- _USING THE INFORMATION_
(1) Do these statements agree with the motherhood penalty article? Answer yes or no for each, and quote the article's deciding words exactly.
(a) Men's paid work hours fall only during the first month of parenthood.
(b) The motherhood penalty is larger when the woman is the household's primary earner.
(c) During pandemic school closures, fathers with school-aged children cut their working hours by 1.4 per cent.
(2) Can you repeat word for word the stretch of the motherhood penalty article from "Consider that: In" through "50s and 60s."?
(3) How would the motherhood penalty article carry on after its final sentence? Please continue it from there.

- _PASSAGE_
------------------------------------------------------------------------
AnalysisThe budget reveals the size of the 'motherhood penalty' – and it's hurting the economy as well as women
/ By Patricia KarvelasIf women were to sit down and do the basic maths on how their lives would change financially after having children — not just in the first weeks and months, but for years and into retirement — I suspect the ugly truth of those figures may take away some of the joy of what should be one of the most profound and life changing moments.
Last week's federal budget provided sobering evidence of how motherhood as we currently structure it condemns women to a lifelong economic penalty. It's a penalty that we as a culture are too slowly realising hurts not just individual women but our economy more broadly.
Following the arrival of children, women typically make significant and long-term adjustments to their paid employment, Treasury confirms, while men's employment remains largely unchanged.
The research shows women reduce their paid work hours by around 35 per cent across the first five years after the arrival of children. Men's hours of paid work drop only during the first month of parenthood before returning to previous levels.
Consider that: In 2022, the only dent kids make on their fathers' working lives on average is for around a month, and then it's back to business as usual.
While the gap in hours worked narrows as women get older, women who have had children still tend to work fewer hours than women without children and men (regardless of parenting status) into their 50s and 60s.
The research on the so-called "motherhood penalty" indicates that it is similar whether a woman is the primary earner in a household or not. As Treasury notes:
"This implies that relative earnings prior to children has little influence over the way households allocate paid work following the arrival of children, and suggests that gendered norms are a strong driver of caring patterns in the household. This research also finds that mothers' satisfaction with their work opportunities falls compared to fathers, and mothers are more likely than fathers to report that their family life affects work."
The cost of caring
Importantly, research suggests the "role of flexible work" and the unequal allocation of domestic labour helps explain the motherhood penalty.
Women who had greater access to flexible conditions before having children are more likely to remain employed after having children, the budget papers explain. "However, for women who remain employed, the hourly wage penalty is larger for women in more flexible occupations, likely reflecting foregone promotion opportunities."
Finally, the research highlights the growing significance of the "motherhood penalty" in explaining the total gender earnings gap. Over the past two decades, the gender earnings gap has fallen, but the motherhood penalty component has grown.
Women, Treasury reveals, are also more likely to pick up ad hoc caring responsibilities:
"For example, Treasury estimates that in households with dependent school-aged children, mothers reduce their hours worked by around 10 per cent on average in response to school holidays, but father's hours decline by 6.7 per cent."
Treasury also estimates that pandemic school closures saw mothers with school-aged children reduce their working hours by 1.4 per cent on average, while no meaningful change was observed for fathers.
------------------------------------------------------------------------
- _SOURCE DATA_
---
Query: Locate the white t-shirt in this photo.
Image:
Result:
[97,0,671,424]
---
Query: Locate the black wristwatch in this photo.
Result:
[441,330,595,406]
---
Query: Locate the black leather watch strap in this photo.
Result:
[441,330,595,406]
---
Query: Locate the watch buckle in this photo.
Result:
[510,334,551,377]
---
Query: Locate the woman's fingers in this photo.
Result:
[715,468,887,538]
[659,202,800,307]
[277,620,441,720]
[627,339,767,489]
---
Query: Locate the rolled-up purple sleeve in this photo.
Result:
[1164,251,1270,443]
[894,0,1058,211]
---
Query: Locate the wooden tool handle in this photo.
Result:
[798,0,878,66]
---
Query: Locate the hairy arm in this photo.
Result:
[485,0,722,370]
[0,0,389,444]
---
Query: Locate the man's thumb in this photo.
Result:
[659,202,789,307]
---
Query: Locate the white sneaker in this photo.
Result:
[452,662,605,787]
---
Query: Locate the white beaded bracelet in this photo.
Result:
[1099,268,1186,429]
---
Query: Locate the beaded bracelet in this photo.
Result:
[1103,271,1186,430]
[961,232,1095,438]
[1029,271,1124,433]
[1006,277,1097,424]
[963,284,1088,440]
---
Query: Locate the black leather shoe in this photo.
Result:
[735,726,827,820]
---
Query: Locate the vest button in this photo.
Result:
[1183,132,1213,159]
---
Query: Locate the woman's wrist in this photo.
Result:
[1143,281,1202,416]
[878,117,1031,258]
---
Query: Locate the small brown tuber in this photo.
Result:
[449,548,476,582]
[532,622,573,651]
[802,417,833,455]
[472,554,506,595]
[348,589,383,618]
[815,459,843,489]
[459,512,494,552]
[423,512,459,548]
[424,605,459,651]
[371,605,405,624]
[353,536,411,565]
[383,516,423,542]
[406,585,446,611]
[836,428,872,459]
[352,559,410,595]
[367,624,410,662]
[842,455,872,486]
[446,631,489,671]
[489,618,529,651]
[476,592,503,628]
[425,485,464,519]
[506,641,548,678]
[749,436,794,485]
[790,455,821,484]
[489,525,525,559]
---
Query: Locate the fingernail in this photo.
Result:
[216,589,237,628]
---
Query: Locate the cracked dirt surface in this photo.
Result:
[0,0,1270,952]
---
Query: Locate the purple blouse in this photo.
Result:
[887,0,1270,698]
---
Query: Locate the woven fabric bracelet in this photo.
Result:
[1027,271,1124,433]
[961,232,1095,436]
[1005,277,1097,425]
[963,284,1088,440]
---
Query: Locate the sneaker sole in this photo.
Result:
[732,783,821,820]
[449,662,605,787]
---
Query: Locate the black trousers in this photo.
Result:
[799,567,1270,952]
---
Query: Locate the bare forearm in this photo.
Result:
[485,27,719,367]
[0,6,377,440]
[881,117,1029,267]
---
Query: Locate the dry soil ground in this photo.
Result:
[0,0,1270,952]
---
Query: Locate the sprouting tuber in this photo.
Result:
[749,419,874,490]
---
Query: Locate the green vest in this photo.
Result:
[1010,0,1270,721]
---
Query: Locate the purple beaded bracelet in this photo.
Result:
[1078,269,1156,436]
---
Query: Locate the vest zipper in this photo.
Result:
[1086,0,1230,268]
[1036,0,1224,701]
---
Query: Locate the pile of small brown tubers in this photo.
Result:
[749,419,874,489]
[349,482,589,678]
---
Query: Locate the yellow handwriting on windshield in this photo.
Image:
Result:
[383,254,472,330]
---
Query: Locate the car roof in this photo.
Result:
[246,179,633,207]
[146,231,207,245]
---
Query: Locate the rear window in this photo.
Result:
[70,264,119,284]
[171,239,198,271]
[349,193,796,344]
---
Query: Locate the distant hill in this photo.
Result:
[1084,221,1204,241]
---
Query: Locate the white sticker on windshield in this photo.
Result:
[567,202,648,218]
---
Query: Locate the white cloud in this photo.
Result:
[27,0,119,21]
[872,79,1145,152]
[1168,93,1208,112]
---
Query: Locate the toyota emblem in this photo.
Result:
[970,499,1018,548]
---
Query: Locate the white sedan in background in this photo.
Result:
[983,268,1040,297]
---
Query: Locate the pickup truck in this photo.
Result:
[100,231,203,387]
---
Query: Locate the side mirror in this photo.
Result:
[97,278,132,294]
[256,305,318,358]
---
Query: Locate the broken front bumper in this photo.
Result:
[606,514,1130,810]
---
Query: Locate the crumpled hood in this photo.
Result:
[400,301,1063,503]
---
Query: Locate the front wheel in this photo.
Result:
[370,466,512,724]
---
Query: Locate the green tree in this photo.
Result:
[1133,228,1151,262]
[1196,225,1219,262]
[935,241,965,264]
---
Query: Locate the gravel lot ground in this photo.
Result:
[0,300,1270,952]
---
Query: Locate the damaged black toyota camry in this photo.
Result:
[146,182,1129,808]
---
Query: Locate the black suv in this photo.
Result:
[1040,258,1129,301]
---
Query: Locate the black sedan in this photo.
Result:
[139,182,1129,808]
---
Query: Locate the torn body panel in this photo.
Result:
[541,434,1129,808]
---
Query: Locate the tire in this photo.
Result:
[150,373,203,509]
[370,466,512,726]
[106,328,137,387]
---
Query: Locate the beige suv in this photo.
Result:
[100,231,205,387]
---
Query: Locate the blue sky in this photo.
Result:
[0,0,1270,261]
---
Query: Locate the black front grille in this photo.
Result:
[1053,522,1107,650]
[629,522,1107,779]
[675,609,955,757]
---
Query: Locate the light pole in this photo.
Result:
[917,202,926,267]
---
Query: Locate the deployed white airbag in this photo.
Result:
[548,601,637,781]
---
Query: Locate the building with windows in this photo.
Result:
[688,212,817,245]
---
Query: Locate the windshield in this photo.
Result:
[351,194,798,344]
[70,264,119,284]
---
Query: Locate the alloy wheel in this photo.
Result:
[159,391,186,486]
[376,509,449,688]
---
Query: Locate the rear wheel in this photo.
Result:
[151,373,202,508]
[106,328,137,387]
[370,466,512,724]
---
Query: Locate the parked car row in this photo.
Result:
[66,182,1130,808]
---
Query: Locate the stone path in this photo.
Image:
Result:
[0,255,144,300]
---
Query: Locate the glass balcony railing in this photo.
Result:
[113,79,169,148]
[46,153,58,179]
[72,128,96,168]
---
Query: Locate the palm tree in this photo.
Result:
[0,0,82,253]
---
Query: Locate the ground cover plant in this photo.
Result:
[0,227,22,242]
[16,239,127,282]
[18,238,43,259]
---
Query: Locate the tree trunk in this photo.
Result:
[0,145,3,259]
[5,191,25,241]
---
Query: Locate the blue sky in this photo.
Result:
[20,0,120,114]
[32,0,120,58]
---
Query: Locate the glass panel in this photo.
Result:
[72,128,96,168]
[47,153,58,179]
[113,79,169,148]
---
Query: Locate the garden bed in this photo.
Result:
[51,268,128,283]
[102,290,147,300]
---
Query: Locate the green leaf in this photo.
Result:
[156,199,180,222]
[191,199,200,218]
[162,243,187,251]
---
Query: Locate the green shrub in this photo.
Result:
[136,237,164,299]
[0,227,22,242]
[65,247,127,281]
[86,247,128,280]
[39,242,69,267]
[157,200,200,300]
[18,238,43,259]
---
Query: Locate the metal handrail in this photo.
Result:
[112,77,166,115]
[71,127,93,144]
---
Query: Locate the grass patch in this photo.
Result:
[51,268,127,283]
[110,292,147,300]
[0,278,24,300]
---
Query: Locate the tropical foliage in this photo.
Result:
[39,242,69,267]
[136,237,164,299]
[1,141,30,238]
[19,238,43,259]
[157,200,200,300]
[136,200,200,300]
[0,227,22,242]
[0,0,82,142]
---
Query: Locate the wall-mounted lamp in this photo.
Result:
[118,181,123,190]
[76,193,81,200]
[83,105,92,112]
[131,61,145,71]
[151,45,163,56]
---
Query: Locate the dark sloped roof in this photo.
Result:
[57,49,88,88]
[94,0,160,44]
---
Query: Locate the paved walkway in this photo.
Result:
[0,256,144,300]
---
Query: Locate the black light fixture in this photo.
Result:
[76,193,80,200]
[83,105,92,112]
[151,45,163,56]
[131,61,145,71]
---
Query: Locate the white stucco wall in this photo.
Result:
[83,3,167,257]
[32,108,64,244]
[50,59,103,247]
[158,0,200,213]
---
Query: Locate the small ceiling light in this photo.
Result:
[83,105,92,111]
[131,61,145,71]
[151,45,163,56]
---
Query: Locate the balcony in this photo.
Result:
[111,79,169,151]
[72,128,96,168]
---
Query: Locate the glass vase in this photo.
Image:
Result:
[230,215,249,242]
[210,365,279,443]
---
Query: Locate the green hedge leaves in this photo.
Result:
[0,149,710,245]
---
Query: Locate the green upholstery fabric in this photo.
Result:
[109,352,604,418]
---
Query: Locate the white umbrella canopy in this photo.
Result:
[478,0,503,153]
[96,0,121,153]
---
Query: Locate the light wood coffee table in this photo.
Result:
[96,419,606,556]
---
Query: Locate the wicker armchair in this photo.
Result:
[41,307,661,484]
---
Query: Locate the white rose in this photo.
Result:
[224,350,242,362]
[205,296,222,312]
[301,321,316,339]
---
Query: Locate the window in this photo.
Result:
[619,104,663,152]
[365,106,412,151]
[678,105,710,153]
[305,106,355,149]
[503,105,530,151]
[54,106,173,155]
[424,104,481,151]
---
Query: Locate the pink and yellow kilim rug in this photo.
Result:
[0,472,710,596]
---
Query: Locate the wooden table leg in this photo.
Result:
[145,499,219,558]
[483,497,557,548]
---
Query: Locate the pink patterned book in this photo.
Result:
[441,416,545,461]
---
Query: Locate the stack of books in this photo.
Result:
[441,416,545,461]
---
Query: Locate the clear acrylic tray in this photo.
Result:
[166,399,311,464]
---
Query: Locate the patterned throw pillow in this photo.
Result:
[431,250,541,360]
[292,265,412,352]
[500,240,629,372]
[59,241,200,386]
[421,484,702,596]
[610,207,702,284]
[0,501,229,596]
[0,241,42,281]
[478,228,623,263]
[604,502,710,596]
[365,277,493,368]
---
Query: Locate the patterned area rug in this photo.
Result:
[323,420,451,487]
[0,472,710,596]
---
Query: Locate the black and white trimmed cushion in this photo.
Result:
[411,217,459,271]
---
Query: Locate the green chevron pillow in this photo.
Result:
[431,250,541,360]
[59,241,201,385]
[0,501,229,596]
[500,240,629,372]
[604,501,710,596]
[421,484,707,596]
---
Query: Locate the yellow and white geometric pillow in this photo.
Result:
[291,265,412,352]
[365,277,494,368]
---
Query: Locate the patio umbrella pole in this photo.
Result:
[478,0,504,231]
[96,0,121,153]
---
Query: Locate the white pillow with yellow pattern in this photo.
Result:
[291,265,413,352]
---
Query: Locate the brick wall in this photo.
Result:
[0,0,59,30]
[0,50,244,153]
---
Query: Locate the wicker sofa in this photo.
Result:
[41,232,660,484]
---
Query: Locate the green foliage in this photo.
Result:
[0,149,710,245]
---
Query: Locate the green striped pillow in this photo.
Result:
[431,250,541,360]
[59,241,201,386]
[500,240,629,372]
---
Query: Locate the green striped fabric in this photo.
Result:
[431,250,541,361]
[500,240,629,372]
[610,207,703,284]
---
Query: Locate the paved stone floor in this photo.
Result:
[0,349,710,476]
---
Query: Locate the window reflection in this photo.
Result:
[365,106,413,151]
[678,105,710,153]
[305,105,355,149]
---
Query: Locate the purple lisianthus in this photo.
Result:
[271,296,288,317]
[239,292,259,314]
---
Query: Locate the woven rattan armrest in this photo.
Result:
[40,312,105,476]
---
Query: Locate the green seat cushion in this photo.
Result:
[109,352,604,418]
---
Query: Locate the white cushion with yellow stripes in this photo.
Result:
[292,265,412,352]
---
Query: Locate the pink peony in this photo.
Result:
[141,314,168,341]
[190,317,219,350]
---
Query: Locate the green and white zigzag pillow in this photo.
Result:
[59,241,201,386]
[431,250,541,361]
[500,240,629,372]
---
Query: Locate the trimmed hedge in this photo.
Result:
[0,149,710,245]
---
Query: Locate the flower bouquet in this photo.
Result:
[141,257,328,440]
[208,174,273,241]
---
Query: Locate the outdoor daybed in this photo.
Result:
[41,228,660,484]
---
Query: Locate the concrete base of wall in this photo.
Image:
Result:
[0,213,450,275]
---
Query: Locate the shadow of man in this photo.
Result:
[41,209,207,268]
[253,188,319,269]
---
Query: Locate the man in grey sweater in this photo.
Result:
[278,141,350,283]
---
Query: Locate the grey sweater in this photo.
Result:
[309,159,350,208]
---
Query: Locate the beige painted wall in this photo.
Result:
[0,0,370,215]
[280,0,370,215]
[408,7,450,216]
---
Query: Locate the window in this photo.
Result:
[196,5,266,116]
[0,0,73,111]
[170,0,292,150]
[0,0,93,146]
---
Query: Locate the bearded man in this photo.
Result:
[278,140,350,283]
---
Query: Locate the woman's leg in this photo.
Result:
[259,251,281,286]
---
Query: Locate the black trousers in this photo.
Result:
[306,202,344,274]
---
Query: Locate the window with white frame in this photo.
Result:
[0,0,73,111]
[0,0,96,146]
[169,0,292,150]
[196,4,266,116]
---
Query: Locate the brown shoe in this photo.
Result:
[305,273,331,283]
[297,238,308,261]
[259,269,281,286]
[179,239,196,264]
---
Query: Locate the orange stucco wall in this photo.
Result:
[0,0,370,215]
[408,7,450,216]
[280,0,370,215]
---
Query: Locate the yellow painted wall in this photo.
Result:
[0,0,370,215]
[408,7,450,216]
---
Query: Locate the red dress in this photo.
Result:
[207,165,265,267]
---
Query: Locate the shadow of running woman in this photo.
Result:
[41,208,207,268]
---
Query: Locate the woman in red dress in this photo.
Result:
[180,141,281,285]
------------------------------------------------------------------------
- _ANSWERS FOR EACH ITEM_
(1)
(a) Yes: "Men's hours of paid work drop only during the first month of parenthood before returning to previous levels."
(b) No: "it is similar whether a woman is the primary earner in a household or not."
(c) No: "mothers with school-aged children reduce their working hours by 1.4 per cent on average, while no meaningful change was observed for fathers."

(2)
Consider that: In 2022, the only dent kids make on their fathers' working lives on average is for around a month, and then it's back to business as usual.
While the gap in hours worked narrows as women get older, women who have had children still tend to work fewer hours than women without children and men (regardless of parenting status) into their 50s and 60s.

(3)
Women's time out of the workforce for caring responsibilities has an adverse impact on earnings — the "motherhood penalty" — but it can also lead to a "perception that women's skills have depreciated, Treasury explains, "and can mean that women return to lower-status or lower-paid roles". These effects can compound, and result in women being paid less and getting fewer opportunities for career progression.
This is why good policy matters
It is in this context that policy really matters. Good, well-designed policy has the capacity to shift the dial on this issue, and it is instructive that Peter Dutton's opposition has now decided to back Labor's expanded childcare scheme — which will allow women to work more hours — as well as the paid parental leave scheme's expansion to 26 weeks.
It is a big pivot, especially on childcare, given the Coalition in government painted the expansion as a waste of money and too generous. It signals that the culture might be finally shifting — and the frustrations women expressed at the ballot box in May are reverberating across the parliament. Backing good social policy that lifts women up is becoming mainstream.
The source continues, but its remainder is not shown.